• **GIVEN PROBLEM**
In the listing below, find the line containing "Where can the white wall". Write out that line and every line after it to the end, exactly and only those.

Entries from a pointing dataset:
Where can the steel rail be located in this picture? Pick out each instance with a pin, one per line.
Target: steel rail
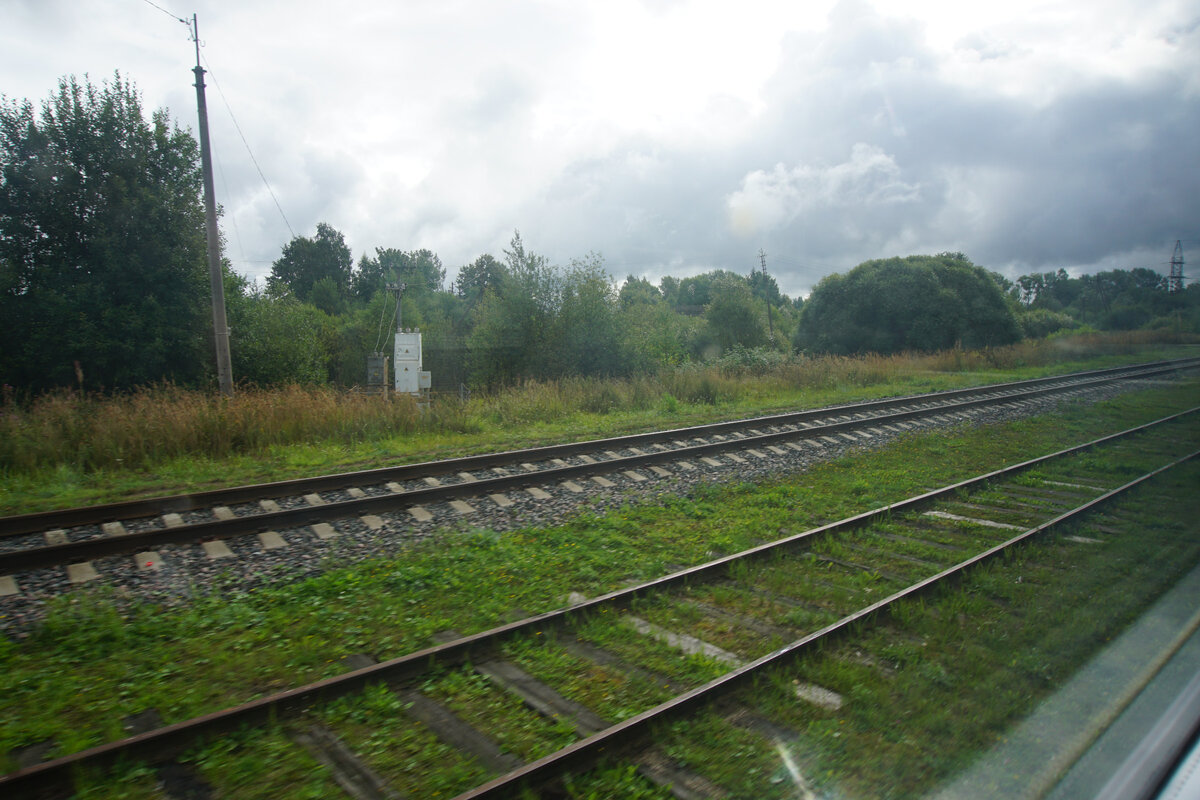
(171, 740)
(291, 518)
(622, 737)
(36, 522)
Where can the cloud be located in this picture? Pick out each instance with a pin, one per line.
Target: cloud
(870, 179)
(671, 136)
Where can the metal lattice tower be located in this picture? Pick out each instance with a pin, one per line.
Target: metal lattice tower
(1175, 283)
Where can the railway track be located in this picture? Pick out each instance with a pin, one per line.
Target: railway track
(732, 619)
(70, 540)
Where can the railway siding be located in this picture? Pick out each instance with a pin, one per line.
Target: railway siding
(845, 573)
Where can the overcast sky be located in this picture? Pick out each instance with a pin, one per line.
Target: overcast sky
(672, 136)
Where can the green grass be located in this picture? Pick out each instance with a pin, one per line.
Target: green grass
(941, 681)
(65, 451)
(97, 659)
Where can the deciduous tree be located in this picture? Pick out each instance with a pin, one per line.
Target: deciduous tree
(102, 250)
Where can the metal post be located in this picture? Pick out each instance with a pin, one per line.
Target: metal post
(220, 325)
(766, 293)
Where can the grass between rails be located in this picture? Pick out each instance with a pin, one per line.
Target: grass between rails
(64, 450)
(96, 661)
(942, 679)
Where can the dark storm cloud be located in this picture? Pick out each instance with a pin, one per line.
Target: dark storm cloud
(869, 149)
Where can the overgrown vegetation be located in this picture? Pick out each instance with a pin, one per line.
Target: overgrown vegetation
(147, 428)
(102, 288)
(99, 659)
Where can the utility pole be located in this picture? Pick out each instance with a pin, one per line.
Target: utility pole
(766, 293)
(220, 325)
(397, 289)
(1175, 283)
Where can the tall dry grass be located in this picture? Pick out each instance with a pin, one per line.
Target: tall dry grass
(161, 422)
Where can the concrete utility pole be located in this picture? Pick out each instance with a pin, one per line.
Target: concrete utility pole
(766, 293)
(397, 289)
(220, 325)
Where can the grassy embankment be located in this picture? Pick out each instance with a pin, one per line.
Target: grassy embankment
(64, 450)
(97, 661)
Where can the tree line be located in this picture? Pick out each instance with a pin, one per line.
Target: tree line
(103, 286)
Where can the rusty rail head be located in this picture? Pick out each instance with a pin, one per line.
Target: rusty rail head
(171, 740)
(18, 524)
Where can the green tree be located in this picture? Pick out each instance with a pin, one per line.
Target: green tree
(277, 340)
(919, 302)
(586, 334)
(419, 270)
(102, 250)
(306, 262)
(639, 292)
(733, 314)
(513, 325)
(485, 272)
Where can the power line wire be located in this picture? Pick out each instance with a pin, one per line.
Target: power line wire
(243, 136)
(150, 2)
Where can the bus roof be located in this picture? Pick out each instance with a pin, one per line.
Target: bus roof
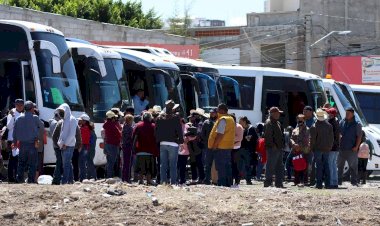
(32, 27)
(105, 53)
(247, 72)
(146, 59)
(366, 88)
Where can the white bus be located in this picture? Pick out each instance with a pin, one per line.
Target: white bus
(259, 88)
(369, 101)
(36, 65)
(340, 96)
(103, 85)
(159, 79)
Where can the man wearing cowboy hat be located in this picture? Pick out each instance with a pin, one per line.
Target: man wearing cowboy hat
(169, 134)
(321, 142)
(274, 144)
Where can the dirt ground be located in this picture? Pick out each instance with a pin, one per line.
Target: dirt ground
(89, 204)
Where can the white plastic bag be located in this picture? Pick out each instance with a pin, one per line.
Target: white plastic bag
(45, 179)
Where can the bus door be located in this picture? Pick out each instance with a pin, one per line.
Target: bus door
(190, 91)
(275, 98)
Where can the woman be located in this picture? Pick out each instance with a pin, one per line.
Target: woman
(127, 144)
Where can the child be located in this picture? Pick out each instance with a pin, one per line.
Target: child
(364, 153)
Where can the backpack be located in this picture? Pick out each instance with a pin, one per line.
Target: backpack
(299, 162)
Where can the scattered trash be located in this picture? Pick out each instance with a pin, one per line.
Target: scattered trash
(155, 201)
(45, 179)
(116, 192)
(9, 215)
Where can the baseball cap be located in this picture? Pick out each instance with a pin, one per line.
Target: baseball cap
(308, 108)
(275, 109)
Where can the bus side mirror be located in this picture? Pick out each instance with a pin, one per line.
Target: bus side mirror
(56, 59)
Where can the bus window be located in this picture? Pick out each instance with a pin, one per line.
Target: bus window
(370, 105)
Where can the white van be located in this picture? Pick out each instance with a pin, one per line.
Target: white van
(340, 96)
(369, 101)
(259, 88)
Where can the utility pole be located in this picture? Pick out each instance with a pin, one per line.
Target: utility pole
(308, 31)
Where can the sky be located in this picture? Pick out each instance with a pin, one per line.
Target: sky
(232, 11)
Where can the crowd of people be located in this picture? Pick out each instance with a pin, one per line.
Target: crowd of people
(157, 146)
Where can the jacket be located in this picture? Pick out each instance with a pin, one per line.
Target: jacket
(169, 129)
(301, 136)
(112, 132)
(69, 127)
(239, 133)
(335, 124)
(26, 128)
(227, 143)
(274, 138)
(57, 133)
(205, 132)
(321, 136)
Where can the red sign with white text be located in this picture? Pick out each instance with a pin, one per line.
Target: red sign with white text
(186, 51)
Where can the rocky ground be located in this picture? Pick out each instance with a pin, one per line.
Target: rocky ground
(103, 203)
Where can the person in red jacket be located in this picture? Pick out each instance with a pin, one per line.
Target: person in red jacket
(85, 130)
(145, 148)
(112, 140)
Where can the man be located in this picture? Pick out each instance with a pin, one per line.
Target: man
(310, 120)
(351, 135)
(145, 148)
(169, 134)
(139, 102)
(13, 115)
(300, 142)
(112, 140)
(333, 155)
(274, 144)
(221, 141)
(321, 142)
(25, 137)
(309, 116)
(208, 154)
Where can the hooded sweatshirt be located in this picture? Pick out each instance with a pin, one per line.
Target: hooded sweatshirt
(69, 126)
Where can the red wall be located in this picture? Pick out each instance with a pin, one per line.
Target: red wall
(346, 69)
(187, 51)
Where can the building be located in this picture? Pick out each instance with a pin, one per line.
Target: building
(282, 36)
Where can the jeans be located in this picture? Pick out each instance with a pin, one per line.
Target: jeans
(28, 158)
(182, 162)
(275, 166)
(168, 160)
(58, 167)
(67, 155)
(245, 163)
(322, 168)
(197, 169)
(259, 167)
(210, 157)
(91, 170)
(352, 158)
(224, 167)
(333, 168)
(127, 164)
(111, 152)
(83, 167)
(12, 164)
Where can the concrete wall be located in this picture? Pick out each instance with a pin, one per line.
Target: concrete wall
(91, 30)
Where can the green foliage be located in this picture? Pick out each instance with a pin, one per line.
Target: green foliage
(129, 13)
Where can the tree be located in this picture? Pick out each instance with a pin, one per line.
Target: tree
(129, 13)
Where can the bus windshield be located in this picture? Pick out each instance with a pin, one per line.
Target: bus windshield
(108, 91)
(60, 88)
(208, 97)
(346, 93)
(230, 92)
(370, 105)
(317, 91)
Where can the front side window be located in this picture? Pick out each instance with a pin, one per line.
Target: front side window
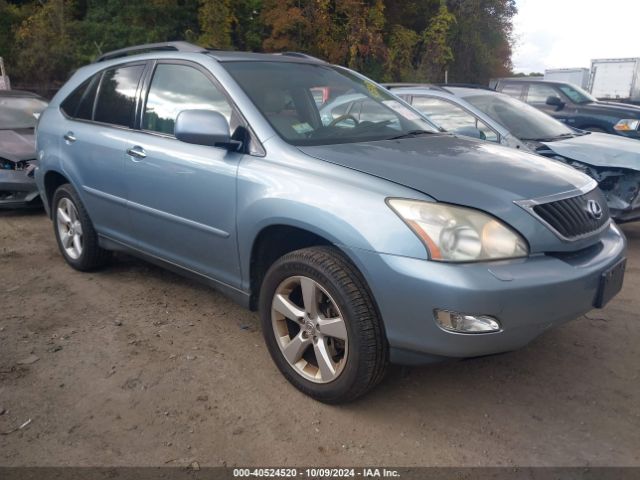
(539, 92)
(453, 118)
(524, 121)
(512, 89)
(117, 98)
(20, 112)
(286, 95)
(175, 88)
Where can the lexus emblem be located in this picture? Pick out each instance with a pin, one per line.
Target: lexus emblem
(594, 209)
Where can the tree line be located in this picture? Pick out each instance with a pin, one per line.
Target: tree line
(42, 41)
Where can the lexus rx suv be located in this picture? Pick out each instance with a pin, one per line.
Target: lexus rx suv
(360, 239)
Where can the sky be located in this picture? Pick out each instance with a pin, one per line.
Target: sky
(569, 33)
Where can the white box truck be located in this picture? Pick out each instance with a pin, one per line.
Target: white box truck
(616, 79)
(577, 76)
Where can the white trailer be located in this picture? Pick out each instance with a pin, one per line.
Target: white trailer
(577, 76)
(4, 78)
(615, 79)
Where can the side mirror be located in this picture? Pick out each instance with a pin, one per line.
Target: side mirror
(555, 102)
(204, 127)
(471, 132)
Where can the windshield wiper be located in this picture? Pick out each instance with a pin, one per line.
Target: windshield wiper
(412, 134)
(549, 139)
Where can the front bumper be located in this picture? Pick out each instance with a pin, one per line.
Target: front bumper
(528, 296)
(17, 189)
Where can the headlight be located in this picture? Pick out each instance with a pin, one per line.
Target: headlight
(627, 125)
(458, 234)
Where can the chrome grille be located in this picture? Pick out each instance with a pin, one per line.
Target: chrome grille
(575, 217)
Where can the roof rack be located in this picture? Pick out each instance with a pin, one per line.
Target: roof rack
(429, 86)
(152, 47)
(300, 55)
(464, 85)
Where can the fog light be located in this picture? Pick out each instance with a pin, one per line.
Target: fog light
(463, 323)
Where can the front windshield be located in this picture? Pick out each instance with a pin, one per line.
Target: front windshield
(522, 120)
(19, 112)
(349, 108)
(576, 94)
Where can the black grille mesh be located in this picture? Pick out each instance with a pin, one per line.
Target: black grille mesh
(571, 217)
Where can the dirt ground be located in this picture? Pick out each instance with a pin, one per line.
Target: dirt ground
(134, 365)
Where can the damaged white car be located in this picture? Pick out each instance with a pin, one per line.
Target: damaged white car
(19, 112)
(613, 161)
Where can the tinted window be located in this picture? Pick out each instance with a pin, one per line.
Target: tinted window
(175, 88)
(538, 93)
(80, 103)
(20, 112)
(524, 121)
(512, 89)
(452, 117)
(116, 100)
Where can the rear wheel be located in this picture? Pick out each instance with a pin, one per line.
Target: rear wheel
(321, 326)
(76, 237)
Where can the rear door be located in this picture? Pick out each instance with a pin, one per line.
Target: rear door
(182, 197)
(99, 114)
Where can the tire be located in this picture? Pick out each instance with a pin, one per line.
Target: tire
(359, 361)
(79, 248)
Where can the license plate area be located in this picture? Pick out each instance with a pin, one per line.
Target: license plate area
(610, 283)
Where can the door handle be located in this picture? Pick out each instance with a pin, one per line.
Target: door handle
(136, 152)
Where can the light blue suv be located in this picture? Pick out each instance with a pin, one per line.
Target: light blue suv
(362, 239)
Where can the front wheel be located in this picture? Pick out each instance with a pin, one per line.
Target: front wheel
(321, 326)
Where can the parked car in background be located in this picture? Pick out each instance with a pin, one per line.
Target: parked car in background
(574, 106)
(614, 162)
(360, 242)
(19, 112)
(616, 79)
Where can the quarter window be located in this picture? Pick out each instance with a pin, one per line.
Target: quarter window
(117, 97)
(175, 88)
(512, 89)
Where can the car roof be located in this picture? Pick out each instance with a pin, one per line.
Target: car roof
(132, 52)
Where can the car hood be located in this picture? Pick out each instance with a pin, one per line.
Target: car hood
(599, 150)
(456, 170)
(17, 145)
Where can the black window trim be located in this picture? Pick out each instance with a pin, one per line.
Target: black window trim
(100, 73)
(478, 119)
(145, 86)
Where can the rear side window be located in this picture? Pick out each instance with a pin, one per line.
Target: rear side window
(80, 103)
(117, 96)
(538, 93)
(175, 88)
(512, 89)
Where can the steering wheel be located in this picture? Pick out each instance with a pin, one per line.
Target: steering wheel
(339, 119)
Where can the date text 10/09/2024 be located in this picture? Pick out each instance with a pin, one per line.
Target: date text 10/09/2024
(315, 473)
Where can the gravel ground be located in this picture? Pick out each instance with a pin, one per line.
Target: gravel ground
(136, 366)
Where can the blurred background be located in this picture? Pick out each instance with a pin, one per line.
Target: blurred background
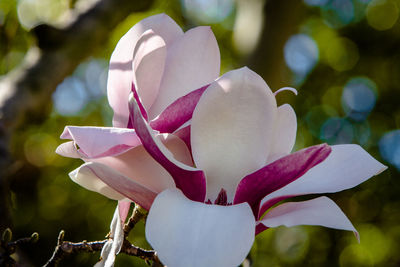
(343, 57)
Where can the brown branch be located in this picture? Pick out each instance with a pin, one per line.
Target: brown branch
(8, 247)
(28, 89)
(64, 248)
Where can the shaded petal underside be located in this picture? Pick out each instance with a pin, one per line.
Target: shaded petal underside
(190, 180)
(188, 233)
(254, 187)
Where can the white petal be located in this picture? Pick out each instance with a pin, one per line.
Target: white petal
(285, 129)
(232, 127)
(141, 167)
(120, 74)
(87, 179)
(346, 166)
(187, 233)
(319, 211)
(114, 244)
(148, 65)
(192, 62)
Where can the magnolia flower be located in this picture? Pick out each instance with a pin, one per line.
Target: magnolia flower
(241, 143)
(160, 64)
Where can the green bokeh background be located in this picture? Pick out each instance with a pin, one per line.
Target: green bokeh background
(354, 39)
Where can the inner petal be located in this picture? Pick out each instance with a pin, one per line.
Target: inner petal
(232, 126)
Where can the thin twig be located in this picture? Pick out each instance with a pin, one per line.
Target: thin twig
(8, 247)
(64, 248)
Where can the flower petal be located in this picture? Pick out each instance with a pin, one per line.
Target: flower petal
(347, 166)
(189, 233)
(232, 126)
(141, 167)
(91, 175)
(192, 62)
(318, 211)
(120, 76)
(190, 180)
(123, 208)
(285, 130)
(179, 112)
(113, 246)
(96, 142)
(86, 178)
(69, 150)
(254, 187)
(148, 65)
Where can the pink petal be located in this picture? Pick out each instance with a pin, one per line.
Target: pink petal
(120, 183)
(254, 187)
(285, 129)
(120, 76)
(148, 65)
(87, 179)
(184, 135)
(179, 112)
(319, 211)
(141, 167)
(188, 233)
(347, 166)
(190, 180)
(232, 126)
(192, 62)
(96, 142)
(123, 209)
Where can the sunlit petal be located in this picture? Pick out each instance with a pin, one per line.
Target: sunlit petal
(285, 129)
(141, 167)
(120, 76)
(254, 187)
(347, 166)
(192, 62)
(99, 141)
(319, 211)
(104, 180)
(230, 137)
(188, 233)
(148, 65)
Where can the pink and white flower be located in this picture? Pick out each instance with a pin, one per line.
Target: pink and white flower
(210, 186)
(241, 143)
(162, 66)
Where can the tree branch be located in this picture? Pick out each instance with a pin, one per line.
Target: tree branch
(28, 89)
(64, 248)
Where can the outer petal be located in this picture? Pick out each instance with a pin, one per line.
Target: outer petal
(104, 180)
(188, 233)
(285, 129)
(141, 167)
(89, 180)
(148, 65)
(319, 211)
(98, 141)
(192, 62)
(347, 166)
(114, 244)
(123, 208)
(120, 74)
(232, 126)
(254, 187)
(190, 180)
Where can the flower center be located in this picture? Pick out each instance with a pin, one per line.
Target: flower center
(221, 200)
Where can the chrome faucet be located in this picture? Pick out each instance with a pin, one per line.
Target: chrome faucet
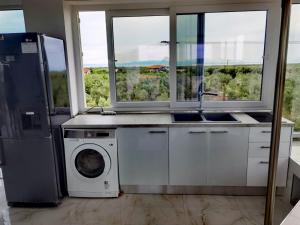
(200, 96)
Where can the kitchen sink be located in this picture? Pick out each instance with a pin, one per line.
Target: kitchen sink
(219, 117)
(262, 117)
(204, 117)
(187, 117)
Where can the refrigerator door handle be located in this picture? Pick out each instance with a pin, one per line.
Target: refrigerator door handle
(2, 159)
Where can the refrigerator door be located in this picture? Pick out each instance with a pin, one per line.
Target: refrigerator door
(28, 172)
(57, 86)
(24, 105)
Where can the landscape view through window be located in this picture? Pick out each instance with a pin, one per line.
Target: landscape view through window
(233, 59)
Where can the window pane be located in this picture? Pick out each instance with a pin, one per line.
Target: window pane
(12, 21)
(233, 55)
(291, 107)
(141, 46)
(95, 60)
(190, 31)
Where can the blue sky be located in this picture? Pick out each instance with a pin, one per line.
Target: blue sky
(12, 21)
(230, 37)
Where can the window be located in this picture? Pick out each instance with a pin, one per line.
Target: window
(141, 51)
(12, 21)
(220, 54)
(94, 58)
(291, 106)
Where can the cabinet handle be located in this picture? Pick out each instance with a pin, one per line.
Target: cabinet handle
(263, 162)
(157, 132)
(266, 131)
(265, 147)
(197, 132)
(219, 132)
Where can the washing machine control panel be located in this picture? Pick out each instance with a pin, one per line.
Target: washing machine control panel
(89, 133)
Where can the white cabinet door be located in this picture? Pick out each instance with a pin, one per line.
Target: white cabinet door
(258, 172)
(143, 156)
(188, 156)
(228, 156)
(263, 134)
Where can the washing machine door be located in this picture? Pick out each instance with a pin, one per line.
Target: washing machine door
(90, 162)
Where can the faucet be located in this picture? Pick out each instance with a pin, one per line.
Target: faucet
(200, 94)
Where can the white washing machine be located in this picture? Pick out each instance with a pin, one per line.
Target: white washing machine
(91, 162)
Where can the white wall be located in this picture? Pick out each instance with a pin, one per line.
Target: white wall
(10, 2)
(53, 17)
(44, 17)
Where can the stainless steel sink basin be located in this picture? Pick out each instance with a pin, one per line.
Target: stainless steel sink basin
(262, 117)
(204, 117)
(186, 117)
(219, 117)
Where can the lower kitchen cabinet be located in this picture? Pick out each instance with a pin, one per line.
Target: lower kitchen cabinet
(188, 156)
(143, 156)
(215, 156)
(228, 156)
(258, 172)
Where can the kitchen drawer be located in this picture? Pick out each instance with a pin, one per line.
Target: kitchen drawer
(263, 134)
(262, 149)
(257, 174)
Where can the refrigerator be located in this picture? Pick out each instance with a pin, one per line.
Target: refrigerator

• **SOLVED EXERCISE**
Where can the white wall be located in this picture? Pick out each instance with a pin, one per line.
Target: white wall
(10, 2)
(53, 17)
(44, 17)
Where can the stainless steel sink basin be located in this picture? Pick out each instance with a pin, one per line.
Target: stainless steel sink basin
(262, 117)
(204, 117)
(186, 117)
(219, 117)
Where can the lower kitchen cabinet be located in this picture? Pick out each instance with a pin, one per line.
Target: lower kitchen cabinet
(188, 156)
(143, 156)
(215, 156)
(228, 156)
(258, 172)
Where can the kitchen drawer be located in this picture? Pick out each instance with a pin, one per line.
Target: kitchen drawer
(263, 134)
(262, 149)
(257, 174)
Where can the refrigerator be located in this picture? Pick out each instance with a pin, one per line.
Target: refrigerator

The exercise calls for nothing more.